(Records from a collection)
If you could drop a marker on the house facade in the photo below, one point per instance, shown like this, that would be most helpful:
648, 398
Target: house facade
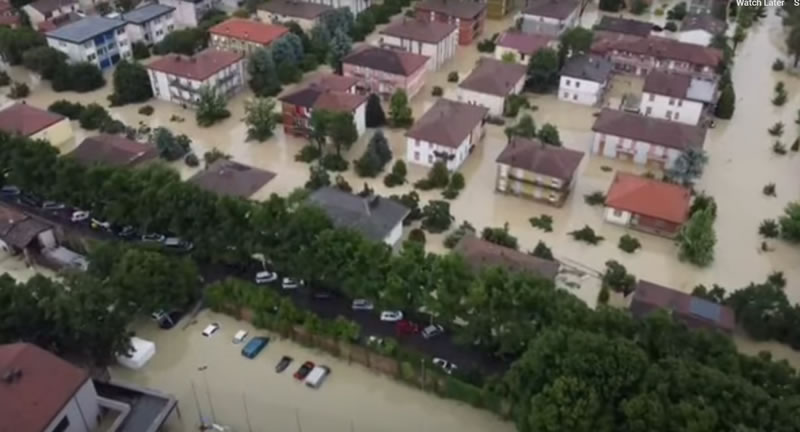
97, 40
584, 80
643, 140
468, 16
178, 78
647, 205
436, 40
384, 71
449, 131
149, 24
532, 169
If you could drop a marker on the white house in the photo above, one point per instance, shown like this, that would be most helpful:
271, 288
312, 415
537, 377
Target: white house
449, 131
675, 97
93, 39
178, 78
437, 40
549, 17
644, 140
490, 83
149, 23
584, 79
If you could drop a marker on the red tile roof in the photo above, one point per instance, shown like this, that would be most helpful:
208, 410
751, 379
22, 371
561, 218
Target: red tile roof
27, 120
44, 386
649, 197
197, 67
252, 31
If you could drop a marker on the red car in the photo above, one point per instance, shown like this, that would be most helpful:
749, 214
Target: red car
304, 370
405, 328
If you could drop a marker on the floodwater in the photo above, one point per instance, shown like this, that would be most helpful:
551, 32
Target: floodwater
233, 389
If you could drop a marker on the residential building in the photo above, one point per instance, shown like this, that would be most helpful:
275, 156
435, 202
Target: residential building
436, 40
549, 17
178, 78
43, 393
243, 35
647, 205
306, 14
481, 254
521, 45
469, 16
331, 93
97, 40
35, 123
533, 169
585, 79
113, 150
701, 29
679, 98
228, 178
42, 10
449, 131
644, 140
640, 56
384, 71
491, 82
189, 13
149, 23
378, 219
695, 312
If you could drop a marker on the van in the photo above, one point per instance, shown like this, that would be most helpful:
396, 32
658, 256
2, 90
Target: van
317, 376
254, 347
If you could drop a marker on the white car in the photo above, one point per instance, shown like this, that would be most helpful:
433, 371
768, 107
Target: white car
266, 277
210, 329
391, 316
362, 304
445, 365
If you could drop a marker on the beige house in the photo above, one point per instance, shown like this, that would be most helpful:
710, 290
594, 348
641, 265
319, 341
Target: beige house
35, 123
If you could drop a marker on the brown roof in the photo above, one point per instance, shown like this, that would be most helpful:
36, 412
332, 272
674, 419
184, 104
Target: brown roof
667, 84
526, 43
197, 67
649, 197
293, 8
226, 177
660, 48
41, 389
558, 9
425, 31
666, 133
113, 150
27, 120
535, 156
448, 123
480, 254
463, 9
494, 77
249, 30
391, 61
694, 311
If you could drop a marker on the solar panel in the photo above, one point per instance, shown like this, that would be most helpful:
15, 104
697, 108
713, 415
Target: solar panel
705, 309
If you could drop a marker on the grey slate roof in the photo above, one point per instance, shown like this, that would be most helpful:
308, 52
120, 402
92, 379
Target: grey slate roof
146, 13
85, 29
373, 217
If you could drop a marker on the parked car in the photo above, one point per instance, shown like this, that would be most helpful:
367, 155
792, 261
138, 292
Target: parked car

WHAT YOU NEED TO DO >>
Set out exactly the run of lines that begins at the line holding "If you could drop a marker on the white car" and ends at the last line of the data.

EXERCISE SOLUTION >>
If you could drop a marker on the white car in the photo above, one point per instance, shown like this, that would be most helpful:
433, 371
768, 107
Target: white car
266, 277
210, 329
391, 316
362, 304
445, 365
If you could drop a marker on the beige house in the photo above, one point per instance, shown like this, that would be most helpful:
710, 290
594, 348
641, 265
319, 341
Target: beige house
35, 123
If you could drop a marker on the brown roof in the photo above, one point per instance, shown like this, that would be most helpful:
36, 412
332, 272
674, 419
184, 104
Target: brown roof
667, 84
526, 43
197, 67
649, 197
293, 8
226, 177
660, 48
41, 389
558, 9
425, 31
666, 133
113, 150
27, 120
535, 156
448, 123
480, 254
463, 9
494, 77
249, 30
391, 61
694, 311
If you could drop a marker on the solar panel in the photo above, one point per instance, shown like this, that would be most helpful:
15, 104
697, 108
713, 415
Target: solar panel
705, 309
If you could drop a marker on the grey slate roof in the photo above, one point per instance, shown like this, that would be most helpful:
308, 52
120, 402
92, 379
Target: grey slate roof
146, 13
85, 29
373, 217
If you could drop a marker on the parked car in the photo above, one point per instance, shown like this, that would be most helpful:
367, 155
792, 261
138, 292
Target: parked car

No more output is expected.